▶ [INSTRUÇÕES E REQUISITOS]
Dê continuidade ao trecho sobre os escândalos políticos e as conversas de boteco, começando logo depois da última frase.

▶ [TRECHO]
-*-

Tião também detectou o problema. Afinal, como é possível coordenar o interesse no depoimento do ex-ministro que entrega o ex-presidente e o Tesouro em notas reais (e outras moedas) encontrado no apartamento do amigo de outro ex-ministro, que já disse que não tem nada com isso e só é dono da chave? Falta tempo.
 
Estou ainda na fase de levantamento de dados, mas desconfio de que já há elementos para a formatação de uma tese: a sucessão de escândalos, por estimular a necessidade de idas mais frequentes aos botecos para rodadas de discussões, pode provocar um aumento nos casos de alcoolismo. Sem falar nas crises conjugais —  “De novo no bar? Agora é todo dia, é?”.
 
O fato é: estamos bebendo mais. E nossas mulheres não entendem a gravidade da conjuntura nacional e a necessidade masculina de comentar as notícias do jornal. Não que elas não se escandalizem com a situação, ao contrário. Mas o pragmatismo feminino não suporta muito as digressões e conspirações que os homens encontram pelos caminhos do noticiário; é a nossa novela, embora tenha muita intriga para pouco sexo.

-*-

▶ [DADOS FORNECIDOS]
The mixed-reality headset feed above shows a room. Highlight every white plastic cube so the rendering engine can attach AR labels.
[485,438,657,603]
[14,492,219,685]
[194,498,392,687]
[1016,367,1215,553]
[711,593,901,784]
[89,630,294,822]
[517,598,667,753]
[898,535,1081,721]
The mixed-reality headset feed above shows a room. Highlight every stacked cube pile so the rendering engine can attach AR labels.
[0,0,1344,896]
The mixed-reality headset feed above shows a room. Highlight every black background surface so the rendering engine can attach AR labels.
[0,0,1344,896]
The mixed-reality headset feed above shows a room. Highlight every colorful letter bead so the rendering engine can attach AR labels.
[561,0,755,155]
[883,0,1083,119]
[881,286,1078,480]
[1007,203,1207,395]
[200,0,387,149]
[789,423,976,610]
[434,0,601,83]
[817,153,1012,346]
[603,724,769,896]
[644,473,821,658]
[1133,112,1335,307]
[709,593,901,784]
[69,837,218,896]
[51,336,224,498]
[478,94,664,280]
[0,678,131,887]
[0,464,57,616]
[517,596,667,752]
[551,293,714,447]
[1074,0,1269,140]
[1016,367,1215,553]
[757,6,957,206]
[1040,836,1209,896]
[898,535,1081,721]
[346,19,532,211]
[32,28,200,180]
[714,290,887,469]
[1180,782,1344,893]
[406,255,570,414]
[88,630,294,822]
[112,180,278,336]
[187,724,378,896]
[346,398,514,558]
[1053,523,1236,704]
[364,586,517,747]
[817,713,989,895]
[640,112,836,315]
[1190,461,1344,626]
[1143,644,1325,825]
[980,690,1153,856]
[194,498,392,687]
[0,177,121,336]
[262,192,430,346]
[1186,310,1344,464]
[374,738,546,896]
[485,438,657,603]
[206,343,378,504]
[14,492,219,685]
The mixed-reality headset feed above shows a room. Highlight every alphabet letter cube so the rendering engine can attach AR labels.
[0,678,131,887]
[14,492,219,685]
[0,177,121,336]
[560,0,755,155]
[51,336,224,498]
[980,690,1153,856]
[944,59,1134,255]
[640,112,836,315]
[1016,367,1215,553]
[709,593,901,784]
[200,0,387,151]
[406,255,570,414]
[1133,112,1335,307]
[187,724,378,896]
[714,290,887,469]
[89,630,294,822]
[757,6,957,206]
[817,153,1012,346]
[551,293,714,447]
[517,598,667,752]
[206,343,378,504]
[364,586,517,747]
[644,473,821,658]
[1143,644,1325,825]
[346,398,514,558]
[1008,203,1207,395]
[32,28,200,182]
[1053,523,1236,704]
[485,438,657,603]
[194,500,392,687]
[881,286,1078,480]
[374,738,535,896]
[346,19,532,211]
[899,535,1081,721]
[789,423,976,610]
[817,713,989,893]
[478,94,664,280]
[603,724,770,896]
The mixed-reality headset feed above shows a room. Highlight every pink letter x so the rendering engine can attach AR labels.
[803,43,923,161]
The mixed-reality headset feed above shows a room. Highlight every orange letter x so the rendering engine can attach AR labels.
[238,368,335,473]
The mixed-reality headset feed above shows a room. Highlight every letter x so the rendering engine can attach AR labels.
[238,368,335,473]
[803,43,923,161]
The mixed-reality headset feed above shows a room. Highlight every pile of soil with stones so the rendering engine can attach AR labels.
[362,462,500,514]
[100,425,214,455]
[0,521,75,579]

-*-

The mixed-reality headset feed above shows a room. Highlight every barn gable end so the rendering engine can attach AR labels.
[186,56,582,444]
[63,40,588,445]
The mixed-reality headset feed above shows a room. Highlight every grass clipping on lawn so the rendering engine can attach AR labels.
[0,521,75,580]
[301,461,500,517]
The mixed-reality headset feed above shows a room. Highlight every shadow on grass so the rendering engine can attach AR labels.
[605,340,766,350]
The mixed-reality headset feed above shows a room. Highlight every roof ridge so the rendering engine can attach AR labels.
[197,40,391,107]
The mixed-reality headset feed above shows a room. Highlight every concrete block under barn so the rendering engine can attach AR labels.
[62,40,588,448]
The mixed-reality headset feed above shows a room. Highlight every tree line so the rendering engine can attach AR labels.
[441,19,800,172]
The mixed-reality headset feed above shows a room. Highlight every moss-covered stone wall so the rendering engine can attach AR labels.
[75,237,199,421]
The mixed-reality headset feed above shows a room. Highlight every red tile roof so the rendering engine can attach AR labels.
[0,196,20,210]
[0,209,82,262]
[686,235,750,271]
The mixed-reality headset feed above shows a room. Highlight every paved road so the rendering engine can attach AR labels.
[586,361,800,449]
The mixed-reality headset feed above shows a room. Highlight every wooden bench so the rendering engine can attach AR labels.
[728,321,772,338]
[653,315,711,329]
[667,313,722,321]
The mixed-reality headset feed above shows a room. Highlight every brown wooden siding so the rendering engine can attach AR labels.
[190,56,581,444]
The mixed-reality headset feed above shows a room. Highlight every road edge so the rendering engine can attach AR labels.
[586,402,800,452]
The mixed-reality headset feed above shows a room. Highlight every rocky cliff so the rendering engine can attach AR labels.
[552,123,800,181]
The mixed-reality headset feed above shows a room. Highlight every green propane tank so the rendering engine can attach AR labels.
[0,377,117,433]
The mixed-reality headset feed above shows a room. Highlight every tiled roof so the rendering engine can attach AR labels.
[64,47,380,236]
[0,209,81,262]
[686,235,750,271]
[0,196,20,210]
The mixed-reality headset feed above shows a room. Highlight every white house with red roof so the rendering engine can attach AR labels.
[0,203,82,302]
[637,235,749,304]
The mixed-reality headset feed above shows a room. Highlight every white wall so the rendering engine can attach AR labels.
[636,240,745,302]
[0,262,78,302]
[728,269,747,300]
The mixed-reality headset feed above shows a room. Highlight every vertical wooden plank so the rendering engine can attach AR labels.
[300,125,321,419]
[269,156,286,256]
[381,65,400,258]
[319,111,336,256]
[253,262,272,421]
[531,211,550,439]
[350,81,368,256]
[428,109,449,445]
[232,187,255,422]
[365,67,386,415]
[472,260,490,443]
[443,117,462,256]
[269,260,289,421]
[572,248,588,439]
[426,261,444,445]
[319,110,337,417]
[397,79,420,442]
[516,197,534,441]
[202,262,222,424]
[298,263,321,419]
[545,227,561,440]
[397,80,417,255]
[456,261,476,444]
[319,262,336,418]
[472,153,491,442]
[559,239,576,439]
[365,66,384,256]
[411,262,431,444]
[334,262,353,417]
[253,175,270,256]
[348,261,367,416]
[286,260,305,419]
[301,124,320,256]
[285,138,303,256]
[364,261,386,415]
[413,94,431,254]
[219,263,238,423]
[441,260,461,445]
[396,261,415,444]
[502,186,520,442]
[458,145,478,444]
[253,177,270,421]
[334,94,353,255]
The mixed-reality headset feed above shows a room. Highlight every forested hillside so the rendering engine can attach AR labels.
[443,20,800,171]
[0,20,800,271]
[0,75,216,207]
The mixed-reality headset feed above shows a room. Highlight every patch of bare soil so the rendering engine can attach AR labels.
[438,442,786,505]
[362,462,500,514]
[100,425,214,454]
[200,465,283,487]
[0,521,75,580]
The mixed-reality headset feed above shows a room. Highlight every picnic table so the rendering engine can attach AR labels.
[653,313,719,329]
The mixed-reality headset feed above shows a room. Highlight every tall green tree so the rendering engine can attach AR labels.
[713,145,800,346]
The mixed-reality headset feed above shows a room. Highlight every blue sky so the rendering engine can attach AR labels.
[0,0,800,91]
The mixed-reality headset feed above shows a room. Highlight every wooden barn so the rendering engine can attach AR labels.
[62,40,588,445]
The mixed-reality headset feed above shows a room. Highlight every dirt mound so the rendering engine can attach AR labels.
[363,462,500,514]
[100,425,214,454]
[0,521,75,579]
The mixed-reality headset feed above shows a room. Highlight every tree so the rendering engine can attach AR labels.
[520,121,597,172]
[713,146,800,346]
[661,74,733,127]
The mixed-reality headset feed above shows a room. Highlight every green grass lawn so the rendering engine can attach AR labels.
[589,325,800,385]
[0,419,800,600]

-*-

▶ [RESPOSTA À TAREFA]
Na semana passada, diante de mais uma avalanche de denúncias, gravações, prisões e operações policiais com nomes esquisitos, o Faixa tentou botar ordem no recinto e, com caneta e papel, pôs-se a listar os fatos mais importantes. Relacionou uns cinco ou seis temas (o sexto era o futebol, relegado à galeria dos desimportantes). De nada adiantou: não saímos do primeiro e sobraram considerações para o dia seguinte.
Mas até agora nenhum tema superou a montanha de dinheiro vivo encontrada na sala do apartamento do amigo do ministro; o gerente Barusco devolveu bem mais que o triplo de dinheiro à Petrobras —  R$ 182 milhões —  mas não tinha foto e nem choro. Dias desses, no meio da resenha, ouvimos a voz de um desconhecido que, do balcão, lobrigava a roda: 
—  Um ditado português diz que vergonha é roubar e não poder carregar. Mudou: vergonha mesmo é roubar e não saber lavar.